Exercise. Check every line of the data for the string "approximate" and copy the ones that have it.

Given information.
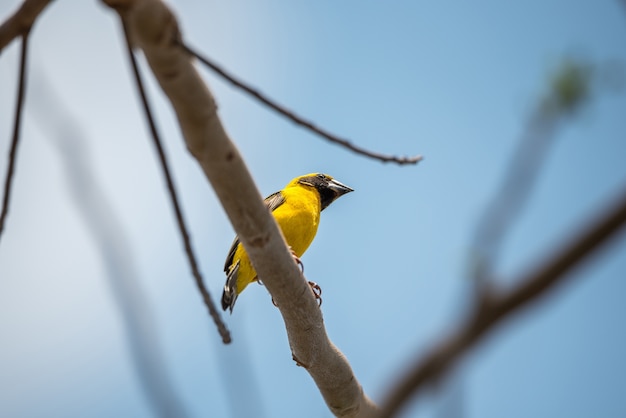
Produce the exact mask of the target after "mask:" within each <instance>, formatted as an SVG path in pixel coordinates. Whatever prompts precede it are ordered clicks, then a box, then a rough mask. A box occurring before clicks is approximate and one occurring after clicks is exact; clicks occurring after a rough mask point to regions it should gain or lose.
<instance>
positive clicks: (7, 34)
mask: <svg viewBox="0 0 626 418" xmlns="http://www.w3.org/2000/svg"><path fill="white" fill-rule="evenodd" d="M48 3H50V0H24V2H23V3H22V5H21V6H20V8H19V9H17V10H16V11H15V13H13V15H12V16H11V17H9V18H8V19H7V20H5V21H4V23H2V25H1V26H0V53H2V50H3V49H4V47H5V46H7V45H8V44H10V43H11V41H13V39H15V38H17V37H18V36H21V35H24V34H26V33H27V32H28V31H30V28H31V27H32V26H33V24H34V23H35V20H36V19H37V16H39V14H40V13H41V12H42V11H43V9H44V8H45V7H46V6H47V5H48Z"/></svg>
--
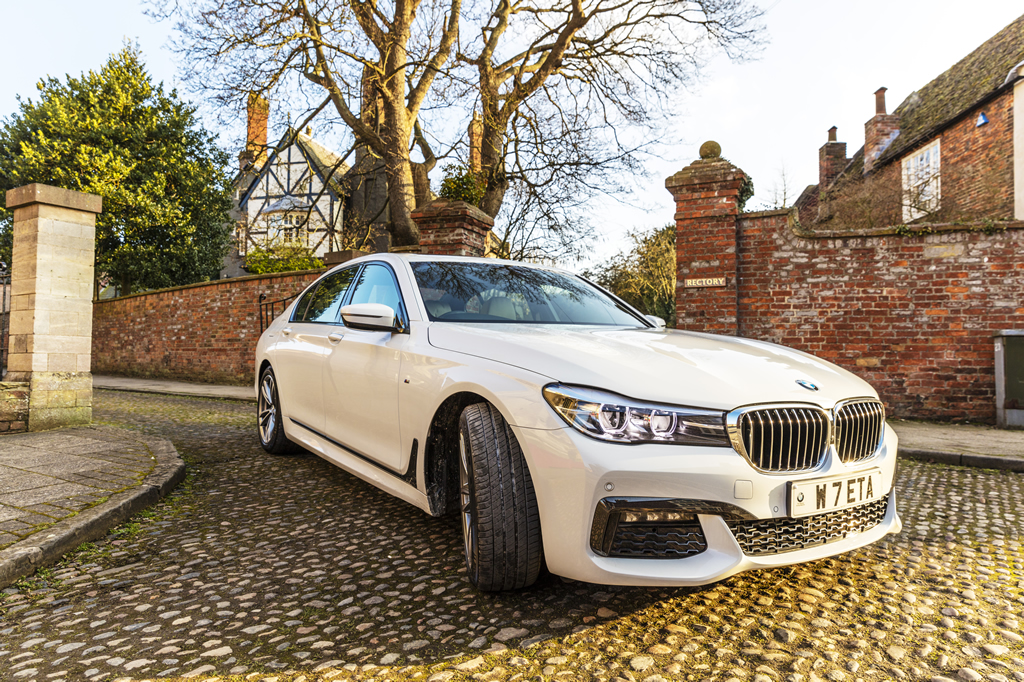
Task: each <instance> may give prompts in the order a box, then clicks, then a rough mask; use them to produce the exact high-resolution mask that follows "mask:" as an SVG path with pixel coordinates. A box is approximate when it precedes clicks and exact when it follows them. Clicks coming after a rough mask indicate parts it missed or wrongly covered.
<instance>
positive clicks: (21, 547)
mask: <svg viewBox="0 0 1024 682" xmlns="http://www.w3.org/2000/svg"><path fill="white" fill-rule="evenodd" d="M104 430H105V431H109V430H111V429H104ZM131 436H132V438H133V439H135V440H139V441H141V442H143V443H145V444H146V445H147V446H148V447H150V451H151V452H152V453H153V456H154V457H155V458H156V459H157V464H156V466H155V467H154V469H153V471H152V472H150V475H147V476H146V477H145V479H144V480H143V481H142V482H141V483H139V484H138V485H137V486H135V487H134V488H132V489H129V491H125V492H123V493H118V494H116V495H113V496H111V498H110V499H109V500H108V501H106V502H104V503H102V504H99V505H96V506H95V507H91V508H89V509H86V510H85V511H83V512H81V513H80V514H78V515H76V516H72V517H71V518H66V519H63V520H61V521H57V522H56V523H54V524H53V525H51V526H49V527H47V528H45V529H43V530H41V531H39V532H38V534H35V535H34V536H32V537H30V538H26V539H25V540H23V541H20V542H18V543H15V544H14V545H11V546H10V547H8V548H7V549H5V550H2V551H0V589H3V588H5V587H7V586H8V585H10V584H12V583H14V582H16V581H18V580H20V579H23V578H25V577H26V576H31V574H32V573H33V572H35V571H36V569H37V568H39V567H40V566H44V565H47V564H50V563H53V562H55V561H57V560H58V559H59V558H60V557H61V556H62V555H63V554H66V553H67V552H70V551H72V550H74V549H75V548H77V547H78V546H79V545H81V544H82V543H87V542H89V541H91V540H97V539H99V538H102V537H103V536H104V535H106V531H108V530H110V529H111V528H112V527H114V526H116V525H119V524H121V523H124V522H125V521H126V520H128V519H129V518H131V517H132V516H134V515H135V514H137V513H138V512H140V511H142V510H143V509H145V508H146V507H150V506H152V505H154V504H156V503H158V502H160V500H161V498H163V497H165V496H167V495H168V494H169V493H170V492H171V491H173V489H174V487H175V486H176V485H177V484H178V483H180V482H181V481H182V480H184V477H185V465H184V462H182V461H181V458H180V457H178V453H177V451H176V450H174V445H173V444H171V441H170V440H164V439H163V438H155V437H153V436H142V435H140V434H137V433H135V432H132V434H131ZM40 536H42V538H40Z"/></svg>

Answer for this exercise.
Produce the exact mask of the target after "mask:" within each <instance>, formatted as an SVG path in pixel coordinates. Whatever prompts precede it are ordered clicks, then a box, then a rough mask. A box occurring before clicks is approximate and one occurring after clicks is exact; clicks occurring after a rough mask point to regions it should gain or lose.
Task: each <instance> may give prompts in the order a box, then clicks, then a rough mask; use them to produce the exact high-resolution mask that follows "mask:" as an SVG path with pixel coordinates. A box is approximate when it precedes clicks and exact when it follows them. Clicks coming after a rough mask indicate parts it missed or wrongly covered.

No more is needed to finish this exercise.